INDUSTRY’S apex body, the Confederation of Zimbabwe Industries (CZI), has warned of stunted economic growth prospects for 2022 due to poor management of inflation and currency volatility.


Although the economy is projected to grow by 5,5% in 2022, the CZI maintains inflation and currency instability will slow growth as they remain the biggest challenges to industrial performance.

Other factors like global trends and developments such as prices of commodities coupled with the war in Ukraine are expected to add the strain and worsen inflationary pressures in the country.

“The inflation trends generally underline that inflation is not yet under control in Zimbabwe.

“The major threat to Zimbabwe’s economic prospects is its inability to successfully manage currency and inflation, which are intertwined. The base effect, which made it easy for Zimbabwe to register rapid deceleration in inflation from a peak of 837.5% in July 2020 ended in July 2021 when inflation was 56.4%,” said the CZI in its Annual Economic and Business Outlook 2022 report.

Earlier this year, the CZI also warned the country would once again miss inflation targets for this year as policymakers continued to ignore fundamental issues being raised by industry.

The industrial body highlighted that the authorities were, among other things, failing to address the official foreign currency auction system that saw some bids being cleared after two months.

In his 2022 National Budget, Finance and Economic Development minister Mthuli Ncube projected an average inflation target of 32.6% and end period range of 15% to 20%.

Statistics show that inflationary pressures began to emerge beginning September 2020, which has seen annual inflation increasing from 50.2% in August 2021 to 66.1% in February 2022.

The month-on-month inflation is also registering an upward trend, increasing to a record high since August 2020.

“Given the pressures from the global developments, inflation is expected to only worsen in the outlook, unless there are new measures adopted to deal with the challenge.

“In addition to issues at the global level which are generally beyond the control of policymakers, inflation in Zimbabwe is highly correlated to the growth in money supply, especially M1.

“This generally implies that the ability of the policymakers to control the growth of money supply beyond reserve money will be critical to stopping the inflation momentum.

“While the central bank has been doing well in controlling reserve money growth, there is still need to continue with mechanisms that will stop the growth on broad money, especially coming up with financing mechanisms for infrastructure, agriculture and subsidies that do not result in rapid growth of money supply. Thus, in the outlook, inflationary pressures are expected to remain in place,” said the CZI.

Meanwhile, the industrial lobby group has also called on the government to address the country’s debt distress as it is crippling operations due to lack of access to foreign funding for retooling, procurement of raw materials and meeting foreign obligations.

Addressing delegates at a debt indaba held in Harare this week, CZI president Kurai Matsheza noted that while there are growth prospects for 2022, businesses still required external support in the form of loans to boost production.

“Without external support, which is coming in certain instances as debt, I don’t think that on our own we will be able to move very fast and efficiently in taking this country forward.

“This external support is still required. So as the business community we say let’s move with speed and resolve some of these outstanding issues,” he said.

#### Task a:
Turn the records, everything from the start down to the line containing "[[254, 206]]", into a two-column CSV with the columns "request" and "answer". Give one row per request, with its text and its answer each in a single quoted field and any line breaks replaced by spaces.

[Source records]
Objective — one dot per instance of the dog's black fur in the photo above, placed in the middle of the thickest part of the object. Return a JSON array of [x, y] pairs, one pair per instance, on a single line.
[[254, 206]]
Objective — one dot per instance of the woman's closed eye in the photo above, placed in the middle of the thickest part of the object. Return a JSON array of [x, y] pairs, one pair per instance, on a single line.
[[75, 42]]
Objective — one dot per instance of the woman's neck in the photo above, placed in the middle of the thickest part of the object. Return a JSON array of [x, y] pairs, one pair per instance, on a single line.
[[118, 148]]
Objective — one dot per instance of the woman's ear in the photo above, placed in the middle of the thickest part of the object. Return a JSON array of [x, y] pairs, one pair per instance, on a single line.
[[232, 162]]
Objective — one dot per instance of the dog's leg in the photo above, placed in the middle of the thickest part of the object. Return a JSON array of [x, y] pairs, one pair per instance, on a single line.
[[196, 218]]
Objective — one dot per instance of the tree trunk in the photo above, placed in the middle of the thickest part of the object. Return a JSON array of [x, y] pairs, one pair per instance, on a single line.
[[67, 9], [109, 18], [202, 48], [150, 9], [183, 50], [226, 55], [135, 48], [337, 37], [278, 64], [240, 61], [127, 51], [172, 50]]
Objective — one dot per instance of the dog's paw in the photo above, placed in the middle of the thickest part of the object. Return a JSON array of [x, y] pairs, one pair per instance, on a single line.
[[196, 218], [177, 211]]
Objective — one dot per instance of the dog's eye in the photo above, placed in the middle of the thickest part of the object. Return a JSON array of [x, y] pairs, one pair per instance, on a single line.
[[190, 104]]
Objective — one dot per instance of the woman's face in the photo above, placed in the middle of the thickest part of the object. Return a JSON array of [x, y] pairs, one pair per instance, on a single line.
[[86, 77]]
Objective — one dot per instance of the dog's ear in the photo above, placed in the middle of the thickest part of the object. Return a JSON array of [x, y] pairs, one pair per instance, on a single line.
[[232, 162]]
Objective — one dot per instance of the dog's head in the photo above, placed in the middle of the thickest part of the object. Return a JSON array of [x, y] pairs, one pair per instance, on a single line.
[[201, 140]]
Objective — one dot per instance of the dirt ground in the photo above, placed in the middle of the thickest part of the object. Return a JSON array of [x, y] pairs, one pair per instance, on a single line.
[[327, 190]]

#### Task b:
Rewrite the passage of the article on Zimbabwe's economic outlook, everything from "Although the economy" down to "Outlook 2022 report.", and switch every "CZI" to "industry body".

#### Complete response a:
request,answer
"Objective — one dot per instance of the dog's black fur in the photo above, placed in the middle of the thickest part of the object. Return a JSON array of [x, y] pairs, one pair per instance, on a single line.","[[254, 206]]"

#### Complete response b:
Although the economy is projected to grow by 5,5% in 2022, the industry body maintains inflation and currency instability will slow growth as they remain the biggest challenges to industrial performance.

Other factors like global trends and developments such as prices of commodities coupled with the war in Ukraine are expected to add the strain and worsen inflationary pressures in the country.

“The inflation trends generally underline that inflation is not yet under control in Zimbabwe.

“The major threat to Zimbabwe’s economic prospects is its inability to successfully manage currency and inflation, which are intertwined. The base effect, which made it easy for Zimbabwe to register rapid deceleration in inflation from a peak of 837.5% in July 2020 ended in July 2021 when inflation was 56.4%,” said the industry body in its Annual Economic and Business Outlook 2022 report.